:: Extract provided

While Pakistani authorities claim they are only detaining illegal Afghan entrants, Kakar said those with official UNHCR refugee status are also being arrested and detained. “More than 450 Afghans with refugee status have [now] also been arrested,” she said.

Since the Taliban seized power in August 2021, about 250,000 Afghans have arrived in Pakistan. Last summer, it began a programme to send undocumented migrants back across the border. Since then, arrests and deportations have increased with more than 600 Afghans allegedly deported in just three days in January, and thousands more detained.

In the past few weeks, targeting of Afghans, regardless of their legal status, has turned more aggressive. Multiple sources within the security services say this is linked to a surge of violent attacks by the Pakistani Taliban, amid accusations by the authorities that the Taliban are providing safe sanctuary to Pakistani militants.

The sources said that Afghan asylum seekers are suspected of having links to the Pakistani Taliban and other militant groups. One security official, who asked not to be named, said: “Afghan refugees can easily move, and they don’t have identification. So they are used in militancy.”

Afghans in exile in Pakistan, who spoke to the Guardian under condition of anonymity, said they now live in constant fear for their lives, seldom leaving their homes.

Salima, a 45-year-old Afghan surgeon, said: “We have no job, no income, my children are out of school, and we have to pay exorbitant fees to renew our visas.” Salima had faced constant threats in Afghanistan, she said, not just from the Taliban but also from other criminal groups. “One day, armed men tried to kidnap my child. We barely escaped alive.”

She and her family entered Pakistan legally but now fear the escalating round-ups of Afghan families and mass detentions. They are terrified of being arrested and sent back to the Taliban.

“Just a few days ago, I was pulled out of a taxi by the police,” she said. “They rounded me up with other Afghans and didn’t even allow me to show my documents. They were angry and abusive. I had to beg them to forgive me, even though I didn’t commit any crimes. I am here on a proper visa.”

Although Pakistan has not adopted the UN Refugee Convention 1951, which confers a legal duty on countries to protect people fleeing serious harm, it has entered a tripartite agreement with Afghanistan and the UNHCR, which allows the UNHCR to provide Afghan refugees with registration documents that entitle them to stay in Pakistan and open bank accounts.

::::
:: Data under study

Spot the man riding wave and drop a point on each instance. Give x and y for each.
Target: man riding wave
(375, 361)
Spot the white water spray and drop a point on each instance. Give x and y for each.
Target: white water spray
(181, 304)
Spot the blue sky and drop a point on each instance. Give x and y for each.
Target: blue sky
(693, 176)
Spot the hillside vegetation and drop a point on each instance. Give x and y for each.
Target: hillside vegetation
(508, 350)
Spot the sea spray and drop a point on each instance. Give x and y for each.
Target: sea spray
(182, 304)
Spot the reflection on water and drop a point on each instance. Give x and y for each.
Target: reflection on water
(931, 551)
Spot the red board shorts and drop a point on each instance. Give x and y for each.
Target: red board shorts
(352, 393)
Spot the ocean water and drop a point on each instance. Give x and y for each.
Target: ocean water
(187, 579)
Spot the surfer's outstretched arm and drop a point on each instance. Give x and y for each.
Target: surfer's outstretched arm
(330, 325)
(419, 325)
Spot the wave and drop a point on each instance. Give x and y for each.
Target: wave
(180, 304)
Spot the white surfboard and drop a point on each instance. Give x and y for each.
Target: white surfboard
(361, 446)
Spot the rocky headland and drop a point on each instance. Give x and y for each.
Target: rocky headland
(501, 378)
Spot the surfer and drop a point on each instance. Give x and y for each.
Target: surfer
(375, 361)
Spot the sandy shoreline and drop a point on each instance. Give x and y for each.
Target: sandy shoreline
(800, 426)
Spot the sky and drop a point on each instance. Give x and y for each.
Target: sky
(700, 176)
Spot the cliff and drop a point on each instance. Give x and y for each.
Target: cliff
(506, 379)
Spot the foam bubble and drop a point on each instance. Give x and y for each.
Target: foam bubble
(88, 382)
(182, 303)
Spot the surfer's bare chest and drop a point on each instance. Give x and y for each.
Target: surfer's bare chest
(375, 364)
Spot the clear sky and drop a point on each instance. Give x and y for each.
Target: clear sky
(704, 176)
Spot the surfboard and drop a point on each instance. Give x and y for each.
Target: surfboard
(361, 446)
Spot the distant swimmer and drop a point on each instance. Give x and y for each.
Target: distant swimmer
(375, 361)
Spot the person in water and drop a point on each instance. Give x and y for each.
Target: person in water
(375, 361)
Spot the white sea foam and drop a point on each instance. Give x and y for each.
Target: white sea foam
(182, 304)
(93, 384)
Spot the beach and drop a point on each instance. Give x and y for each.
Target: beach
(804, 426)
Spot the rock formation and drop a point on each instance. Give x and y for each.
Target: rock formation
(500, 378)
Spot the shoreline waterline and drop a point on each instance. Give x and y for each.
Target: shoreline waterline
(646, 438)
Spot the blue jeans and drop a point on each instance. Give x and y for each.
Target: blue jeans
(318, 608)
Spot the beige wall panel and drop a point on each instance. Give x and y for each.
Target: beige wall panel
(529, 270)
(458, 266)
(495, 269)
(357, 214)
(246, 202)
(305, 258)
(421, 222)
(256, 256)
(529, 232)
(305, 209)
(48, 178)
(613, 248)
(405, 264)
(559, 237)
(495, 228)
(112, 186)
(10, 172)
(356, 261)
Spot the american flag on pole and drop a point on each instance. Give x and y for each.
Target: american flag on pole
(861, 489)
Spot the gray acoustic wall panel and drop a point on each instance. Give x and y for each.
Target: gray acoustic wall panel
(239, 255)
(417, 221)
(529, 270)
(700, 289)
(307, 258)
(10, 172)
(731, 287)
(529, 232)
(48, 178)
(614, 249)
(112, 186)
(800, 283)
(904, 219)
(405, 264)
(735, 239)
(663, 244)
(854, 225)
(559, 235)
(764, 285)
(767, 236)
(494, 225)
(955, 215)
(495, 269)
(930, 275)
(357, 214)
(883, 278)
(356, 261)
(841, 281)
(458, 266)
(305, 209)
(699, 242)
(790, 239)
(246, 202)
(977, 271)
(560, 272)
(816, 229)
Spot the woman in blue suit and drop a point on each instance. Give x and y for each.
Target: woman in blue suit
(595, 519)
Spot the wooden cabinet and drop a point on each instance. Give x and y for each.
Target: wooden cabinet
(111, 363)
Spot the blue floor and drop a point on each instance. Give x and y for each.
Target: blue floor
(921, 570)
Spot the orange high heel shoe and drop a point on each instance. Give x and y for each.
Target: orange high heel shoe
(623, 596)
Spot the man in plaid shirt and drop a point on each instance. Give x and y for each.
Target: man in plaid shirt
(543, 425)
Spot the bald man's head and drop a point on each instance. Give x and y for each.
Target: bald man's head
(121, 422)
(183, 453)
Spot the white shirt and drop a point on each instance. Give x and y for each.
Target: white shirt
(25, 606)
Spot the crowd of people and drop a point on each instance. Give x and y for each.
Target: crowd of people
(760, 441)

::::

Check your understanding.
• a. Please answer these questions about the extract on Afghans in Pakistan:
(i) About how many Afghans have arrived in Pakistan since the Taliban seized power in August 2021?
(ii) What is Salima's profession?
(iii) Which UN convention has Pakistan not adopted?
• b. Carry on the article about Afghans in Pakistan, picking up after its final sentence.

Answers for the tasks.
• a.
(i) About 250,000.
(ii) She is a surgeon.
(iii) The UN Refugee Convention 1951.

• b.
Twenty kilometres from Karachi city, in an informal settlement for Afghan refugees, Masooma* showed the Guardian her refugee registration documents and told how her husband, Siraj Ud Din, and his friend, Abdul Salam, were also registered as refugees with the UNHCR but were arrested last year.

Masooma*, second from left with her children, shows her refugee registration document
Masooma*, second from left with her children, shows her refugee registration document. Photograph: Shah Meer Baloch

She said the police arrested them for being undocumented, but the truth was that “the police have lost or thrown their cards. How is it possible I have a card and my husband does not have one?”

Her mother-in-law, sitting close by, said her son was born in Pakistan. “We have been in Pakistan for the last 40 years. All my children were born here. The police have told us he will be deported to Afghanistan after six months. We have no one there now.”

Pakistan’s states and frontier regions minister, Senator Talha Mahmood, disputed that there had been a crackdown on Afghans living in Pakistan but said that routine raids were being carried out to search for undocumented immigrants from Afghanistan.

A spokesperson for UNHCR said: “UNHCR acknowledges Pakistan’s generosity in hosting one of the world’s largest refugee populations for more than 40 years. Since 2021, UNHCR has been in discussions with the government on measures and mechanisms to support vulnerable Afghans. Regrettably, no progress has been made.

“We are concerned regarding reports of the arrest and detention of Afghan refugees in Sindh province. The government and people of Pakistan have a commendable, decades-long history of providing asylum and protection to displaced Afghans, and we urge authorities to release those who are seeking asylum.”